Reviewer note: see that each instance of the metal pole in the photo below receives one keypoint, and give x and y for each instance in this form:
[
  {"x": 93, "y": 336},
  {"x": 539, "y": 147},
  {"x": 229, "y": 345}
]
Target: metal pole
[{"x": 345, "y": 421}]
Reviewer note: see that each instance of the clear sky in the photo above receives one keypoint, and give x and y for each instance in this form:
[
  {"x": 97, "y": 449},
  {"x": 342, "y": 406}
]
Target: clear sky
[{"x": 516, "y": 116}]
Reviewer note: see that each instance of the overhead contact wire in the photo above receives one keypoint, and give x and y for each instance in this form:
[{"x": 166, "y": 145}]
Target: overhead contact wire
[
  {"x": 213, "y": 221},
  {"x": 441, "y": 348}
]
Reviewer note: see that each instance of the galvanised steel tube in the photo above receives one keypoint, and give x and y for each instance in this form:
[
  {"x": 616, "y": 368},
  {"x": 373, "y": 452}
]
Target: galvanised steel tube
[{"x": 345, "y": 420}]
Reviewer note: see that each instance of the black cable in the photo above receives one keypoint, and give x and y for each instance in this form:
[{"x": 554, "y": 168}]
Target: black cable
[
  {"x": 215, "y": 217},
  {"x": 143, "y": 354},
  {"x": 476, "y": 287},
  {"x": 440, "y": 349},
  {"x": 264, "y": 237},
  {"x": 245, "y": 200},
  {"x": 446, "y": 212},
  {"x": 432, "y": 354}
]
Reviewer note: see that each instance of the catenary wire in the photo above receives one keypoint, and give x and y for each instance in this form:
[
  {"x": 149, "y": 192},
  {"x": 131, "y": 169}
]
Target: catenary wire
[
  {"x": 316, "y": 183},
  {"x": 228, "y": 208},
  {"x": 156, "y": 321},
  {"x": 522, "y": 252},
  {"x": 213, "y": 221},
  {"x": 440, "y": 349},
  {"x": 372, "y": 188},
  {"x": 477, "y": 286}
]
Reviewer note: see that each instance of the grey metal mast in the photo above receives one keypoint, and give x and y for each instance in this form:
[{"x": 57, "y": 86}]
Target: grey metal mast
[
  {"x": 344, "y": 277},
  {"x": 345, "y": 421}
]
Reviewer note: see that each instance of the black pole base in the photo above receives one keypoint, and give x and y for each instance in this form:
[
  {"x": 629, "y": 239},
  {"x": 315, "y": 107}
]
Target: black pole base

● ● ● ● ● ● ●

§ **Task brief**: Update the listing above so that every "Reviewer note" becomes "Annotator note", and reproduce all of it with nothing else changed.

§ **Written reply**:
Annotator note: see that each instance of the metal pole in the photo below receives one keypoint, and give x and y for each instance in this form:
[
  {"x": 93, "y": 336},
  {"x": 539, "y": 147},
  {"x": 229, "y": 345}
]
Target: metal pole
[{"x": 345, "y": 421}]
Annotator note: see that each instance of the clear sky in the photo above receives one keypoint, and give x and y for each instance in this form:
[
  {"x": 97, "y": 449},
  {"x": 342, "y": 406}
]
Target: clear sky
[{"x": 516, "y": 116}]
Annotator note: see that each instance of the overhead contact wire in the photo above receives one keypoint, and give x and y for each instance in this form:
[{"x": 166, "y": 145}]
Target: overhead contact wire
[
  {"x": 213, "y": 221},
  {"x": 441, "y": 348}
]
Annotator note: see that each instance of the galvanised steel tube in the photo above receives one keypoint, and give x and y for each instance in this form:
[
  {"x": 616, "y": 368},
  {"x": 373, "y": 452}
]
Target: galvanised steel tube
[{"x": 345, "y": 420}]
Annotator note: see that each instance of the black cable in the photo above receives one keypoint, and give x and y for each instance in this form:
[{"x": 554, "y": 168}]
Target: black cable
[
  {"x": 215, "y": 217},
  {"x": 143, "y": 354},
  {"x": 476, "y": 287},
  {"x": 440, "y": 349},
  {"x": 264, "y": 237},
  {"x": 245, "y": 200},
  {"x": 446, "y": 212},
  {"x": 432, "y": 354}
]
Annotator note: see that each instance of the catenary wire in the photo above receives one keypoint, and give x and y for each instance in this form:
[
  {"x": 149, "y": 192},
  {"x": 131, "y": 169}
]
Target: catenary wire
[
  {"x": 316, "y": 183},
  {"x": 228, "y": 208},
  {"x": 156, "y": 321},
  {"x": 522, "y": 252},
  {"x": 213, "y": 221},
  {"x": 440, "y": 349},
  {"x": 372, "y": 188},
  {"x": 477, "y": 286}
]
Annotator note: see that each instance of the grey metal mast in the photo above receives one keypoint, and give x and y for each instance in this form:
[{"x": 57, "y": 86}]
Target: grey metal mast
[
  {"x": 344, "y": 277},
  {"x": 345, "y": 421}
]
Annotator note: see that each instance of the black pole base in the photo above receives one keypoint, and give x and y for each instance in this form:
[
  {"x": 629, "y": 239},
  {"x": 315, "y": 107}
]
Target: black pole base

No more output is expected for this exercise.